◆ ENTRIES ◆

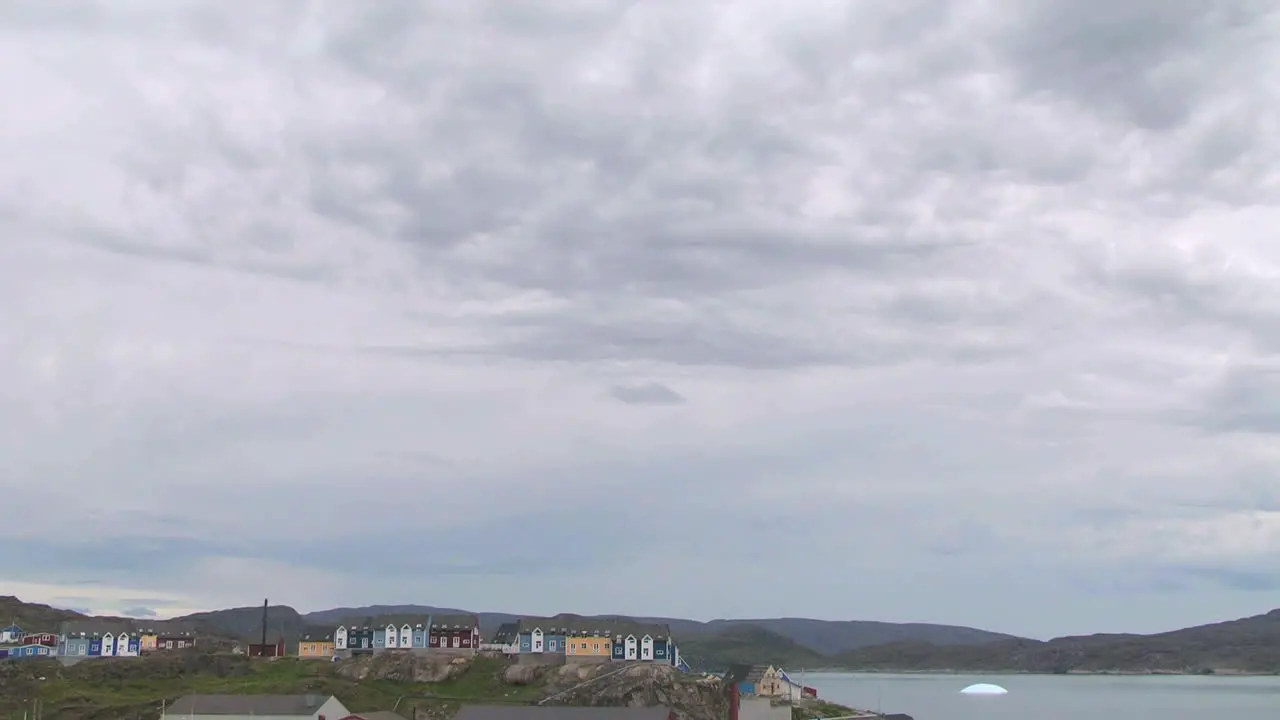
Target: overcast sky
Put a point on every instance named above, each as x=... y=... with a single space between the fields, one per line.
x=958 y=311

==

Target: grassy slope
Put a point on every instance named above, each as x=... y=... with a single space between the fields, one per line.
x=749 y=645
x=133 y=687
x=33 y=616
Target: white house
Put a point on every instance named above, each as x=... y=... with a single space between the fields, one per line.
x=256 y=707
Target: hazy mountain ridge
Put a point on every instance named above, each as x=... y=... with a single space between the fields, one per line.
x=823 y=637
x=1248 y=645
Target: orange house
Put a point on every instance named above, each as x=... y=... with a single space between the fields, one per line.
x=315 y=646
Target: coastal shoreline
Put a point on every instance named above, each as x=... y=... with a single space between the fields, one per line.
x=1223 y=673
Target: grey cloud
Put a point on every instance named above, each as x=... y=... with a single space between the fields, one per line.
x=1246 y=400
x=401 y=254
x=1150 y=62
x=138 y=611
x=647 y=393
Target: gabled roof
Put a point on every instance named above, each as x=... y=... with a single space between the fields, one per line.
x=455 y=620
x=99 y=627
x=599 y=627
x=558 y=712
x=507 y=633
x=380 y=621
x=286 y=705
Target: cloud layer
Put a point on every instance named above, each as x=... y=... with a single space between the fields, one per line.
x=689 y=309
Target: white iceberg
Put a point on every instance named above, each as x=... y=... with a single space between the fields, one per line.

...

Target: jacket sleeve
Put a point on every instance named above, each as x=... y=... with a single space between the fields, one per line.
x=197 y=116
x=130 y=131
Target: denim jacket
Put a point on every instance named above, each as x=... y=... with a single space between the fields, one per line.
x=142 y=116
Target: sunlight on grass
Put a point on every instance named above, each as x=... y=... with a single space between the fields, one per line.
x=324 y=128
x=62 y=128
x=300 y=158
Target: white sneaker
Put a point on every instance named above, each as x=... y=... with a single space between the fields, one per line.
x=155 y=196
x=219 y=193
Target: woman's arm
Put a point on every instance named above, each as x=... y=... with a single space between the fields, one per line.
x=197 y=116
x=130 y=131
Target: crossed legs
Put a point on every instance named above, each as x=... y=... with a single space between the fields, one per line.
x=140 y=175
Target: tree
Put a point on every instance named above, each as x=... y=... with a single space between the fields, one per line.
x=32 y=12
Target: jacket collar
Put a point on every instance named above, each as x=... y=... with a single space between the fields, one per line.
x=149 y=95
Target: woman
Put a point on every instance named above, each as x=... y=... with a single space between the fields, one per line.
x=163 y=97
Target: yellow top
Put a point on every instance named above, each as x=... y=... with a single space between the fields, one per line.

◆ EXERCISE ◆
Copy out the data word for word, from the line containing "Target: overcast sky" up to and including the line containing "x=958 y=311".

◆ SOLVED PROBLEM ◆
Target: overcast sky
Put a point on every instance named above, each as x=... y=... with a single space between the fields, one per line.
x=958 y=311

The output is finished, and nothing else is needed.